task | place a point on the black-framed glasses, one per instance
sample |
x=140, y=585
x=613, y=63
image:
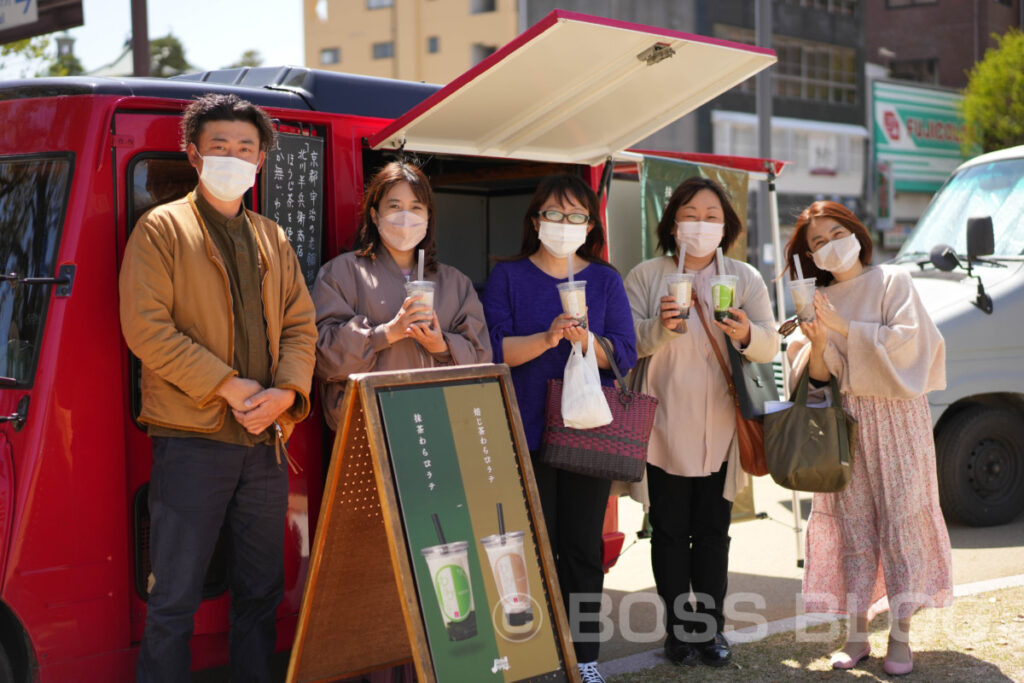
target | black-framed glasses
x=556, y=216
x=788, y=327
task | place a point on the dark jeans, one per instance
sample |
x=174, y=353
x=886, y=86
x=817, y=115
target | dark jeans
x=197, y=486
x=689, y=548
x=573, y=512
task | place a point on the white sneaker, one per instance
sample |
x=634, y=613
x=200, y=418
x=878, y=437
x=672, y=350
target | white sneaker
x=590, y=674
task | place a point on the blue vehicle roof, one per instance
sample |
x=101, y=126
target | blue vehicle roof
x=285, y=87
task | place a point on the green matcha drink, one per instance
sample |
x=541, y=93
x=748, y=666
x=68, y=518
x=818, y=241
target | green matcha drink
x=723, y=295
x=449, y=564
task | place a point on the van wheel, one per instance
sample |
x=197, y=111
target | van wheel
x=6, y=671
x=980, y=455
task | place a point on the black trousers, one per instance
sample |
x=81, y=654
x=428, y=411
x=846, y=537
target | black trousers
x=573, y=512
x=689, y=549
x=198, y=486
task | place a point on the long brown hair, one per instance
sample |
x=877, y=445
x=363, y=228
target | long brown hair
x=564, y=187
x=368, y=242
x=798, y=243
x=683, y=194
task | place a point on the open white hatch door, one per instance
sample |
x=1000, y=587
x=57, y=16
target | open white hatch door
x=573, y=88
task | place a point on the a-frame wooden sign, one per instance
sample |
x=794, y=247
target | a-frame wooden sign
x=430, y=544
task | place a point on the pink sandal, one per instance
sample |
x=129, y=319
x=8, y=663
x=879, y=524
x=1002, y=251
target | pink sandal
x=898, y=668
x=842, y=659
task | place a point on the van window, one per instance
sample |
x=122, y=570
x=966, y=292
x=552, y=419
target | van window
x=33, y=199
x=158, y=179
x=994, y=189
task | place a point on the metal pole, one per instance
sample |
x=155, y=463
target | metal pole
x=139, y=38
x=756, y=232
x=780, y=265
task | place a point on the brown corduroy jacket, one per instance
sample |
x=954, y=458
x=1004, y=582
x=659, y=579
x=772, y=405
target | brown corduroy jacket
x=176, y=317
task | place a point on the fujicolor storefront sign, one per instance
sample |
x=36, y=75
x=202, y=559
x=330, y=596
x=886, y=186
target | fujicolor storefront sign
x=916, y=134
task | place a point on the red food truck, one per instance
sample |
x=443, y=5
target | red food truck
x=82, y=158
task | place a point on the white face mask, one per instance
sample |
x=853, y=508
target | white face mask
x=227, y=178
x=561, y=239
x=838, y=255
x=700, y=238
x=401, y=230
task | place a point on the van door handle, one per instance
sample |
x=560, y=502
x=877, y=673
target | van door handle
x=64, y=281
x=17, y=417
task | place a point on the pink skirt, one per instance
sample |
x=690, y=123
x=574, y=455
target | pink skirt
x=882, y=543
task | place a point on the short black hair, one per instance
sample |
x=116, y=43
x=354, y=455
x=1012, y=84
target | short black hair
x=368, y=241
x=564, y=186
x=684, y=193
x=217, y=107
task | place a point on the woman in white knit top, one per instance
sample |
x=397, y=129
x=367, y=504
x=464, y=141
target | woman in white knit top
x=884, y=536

☆ ☆ ☆ ☆ ☆

▶ _STATED EXERCISE_
Write out every line of the records above again, switching "place a point on" to "put a dot on" wherever it appears and changing nothing else. Leave the pictures out.

▶ _OUTPUT FOR THIS TASK_
task | put a dot on the black-framed glasses, one per instance
sample |
x=140, y=585
x=613, y=63
image:
target | black-framed glasses
x=556, y=216
x=788, y=327
task | put a dot on the dark jeans, one per instance
sample |
x=174, y=353
x=886, y=86
x=817, y=115
target | dark jeans
x=197, y=486
x=689, y=548
x=573, y=512
task | put a dot on the white sneaker, one per instance
sample |
x=634, y=613
x=200, y=418
x=878, y=437
x=672, y=350
target | white sneaker
x=590, y=674
task | put a dot on the blue vehicle roof, one per instance
sample |
x=101, y=126
target | blue vehicle roof
x=285, y=87
task | put a dot on the green matcha drink, one per instance
sample |
x=541, y=93
x=748, y=666
x=68, y=518
x=818, y=241
target | green matcha drink
x=723, y=295
x=449, y=564
task | put a dot on the van wheel, one per instance
sample |
x=197, y=111
target | van wheel
x=6, y=671
x=980, y=455
task | put a dot on the black trousers, one per instance
sample |
x=81, y=654
x=428, y=411
x=846, y=537
target | black trousers
x=573, y=512
x=689, y=549
x=198, y=486
task | put a dot on the long brown hair, one per instance
sample |
x=877, y=445
x=363, y=228
target | long brown hair
x=564, y=187
x=368, y=242
x=798, y=243
x=683, y=194
task | put a dot on the open white hatch door, one per instance
sample |
x=1000, y=587
x=57, y=16
target | open white hatch door
x=573, y=88
task | put a dot on the a-frame wooden sign, one per instance
sample |
x=794, y=247
target | a-frame wooden sign
x=430, y=544
task | put a dot on the pink sandal, one per instance
sample |
x=129, y=319
x=8, y=663
x=879, y=524
x=1002, y=251
target | pink sandal
x=898, y=668
x=842, y=659
task | put a dot on the van window, one per instance
sample |
x=122, y=570
x=966, y=292
x=552, y=419
target | van window
x=33, y=199
x=158, y=179
x=994, y=189
task | put a dot on the metal pole, one per instance
sample |
x=155, y=463
target | metal pole
x=139, y=38
x=756, y=232
x=780, y=265
task | put a dot on the brown corduroy jacket, one per instance
sample |
x=954, y=458
x=1004, y=582
x=659, y=579
x=772, y=405
target | brown corduroy jacket
x=176, y=317
task | put a dot on the fujicolor storefront sign, one per instance
sample |
x=36, y=75
x=202, y=559
x=330, y=596
x=886, y=186
target | fujicolor storefront sign
x=916, y=134
task | put a dot on the red food truck, one per instance
sample |
x=443, y=5
target | red food truck
x=82, y=158
task | put a dot on the white face mask, one per instance
sample |
x=853, y=508
target | white face mask
x=227, y=178
x=561, y=239
x=838, y=255
x=700, y=238
x=401, y=230
task | put a dot on the van door handle, one per instance
sample |
x=560, y=502
x=877, y=673
target | van door handle
x=64, y=281
x=17, y=417
task | put a dot on the pink skirt, one per instance
sample |
x=690, y=123
x=574, y=455
target | pink skirt
x=882, y=543
task | put a dot on the short black hair, one per instance
sample |
x=116, y=43
x=354, y=455
x=1012, y=84
target | short black hair
x=368, y=241
x=564, y=186
x=684, y=193
x=217, y=107
task | put a dot on the woman in white knit top, one per instance
sample |
x=397, y=129
x=367, y=504
x=464, y=141
target | woman in white knit top
x=884, y=536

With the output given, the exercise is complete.